** PASSAGE **
------------------------
Money should be going to the people building ngit (without them having to fill out any forms) & money will probably be going to them when better decisions are being made

Can you just plainly, simply explain why filling out a form is the lynchpin for you to whether or not the receipt of money is either okay or not okay?

No

Here's as plain and simple as I can make it for you: you're asking me to enter a lottery where I pay with time that's worth more than a lottery ticket and personal info that's also worth more than - guess what - this thing that they have at the store already any time I want one, a lottery ticket

You say someone has to be extremely productive for this to apply - I ask you to do the math on what returns anyone from a welfare recipient to a billionaire will get, spending an amount of time filling out forms for grants, and do the same math for them spending the equivalent amount of money they accrue in the same time, on lottery tickets

If you wouldn't suggest buying a lottery ticket, why would you suggest filling out the form?

You said "no" but that was actually extremely clear.

You feel that spending a few minutes and sharing a bit of personal information is not worth the expected payoff (where you think your odds are as good as the lottery). Okay, that makes sense.

And it's far clearer and to the point than a lot of the other concerns you brought up.

I think the conclusion is the same: If you think a system is an unwinnable lottery, don't play it. Nobody will blame you for that! a fair choice!

Still a bit confused about why you're wasting dozens of minutes preaching to the lottery company about how they should change their model, though... It's sorta like twitter/nostr - would you waste your time telling twitter they should be more like nostr? or would you prefer to just go invest in nostr? just ignore OpenSats and pay attention to other entities that work like you'd prefer.

Yeah I'm not sure about laeserin thinking she can convince opensats to change their model, I just like talking to all you people

I have little confidence that I can change their model or influence them in any manner, at all.

I just wanted to make it clear that there might be a better model, even if mine isn't it, and I wanted the others to know that they are not alone.

You see this? You see this?

I am not getting paid for this.

powered by the hate for toxic, lethargic, evil, pathetic, normal, fucking evil fucking G)RRRRRRRRRRRR satan

πŸ™„ the Satan thing again. Almost had a discussion about a normal topic without you veering into the supernatural.

But it's some weird personality flaw of mine that sees you as overly influenced by religion, right? Okay.

You're getting paid in attention.
------------------------
** COLLECTED MATERIAL **
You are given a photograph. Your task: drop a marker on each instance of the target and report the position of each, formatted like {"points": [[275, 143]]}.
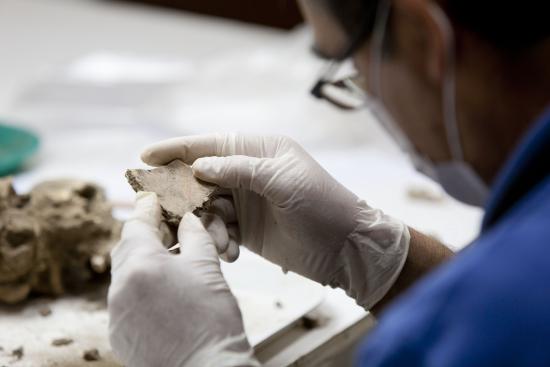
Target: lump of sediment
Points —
{"points": [[91, 355], [48, 237], [61, 342], [178, 190]]}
------------------------
** TASK 1 **
List every platform, project, or organization that the thread mentions by name.
** TASK 2 **
Quote the thread's text between "πŸ™„ the Satan" and "religion, right? Okay.", inclusive.

** ANSWER AREA 1 **
ngit, OpenSats, twitter, nostr

** ANSWER AREA 2 **
πŸ™„ the Satan thing again. Almost had a discussion about a normal topic without you veering into the supernatural.

But it's some weird personality flaw of mine that sees you as overly influenced by religion, right? Okay.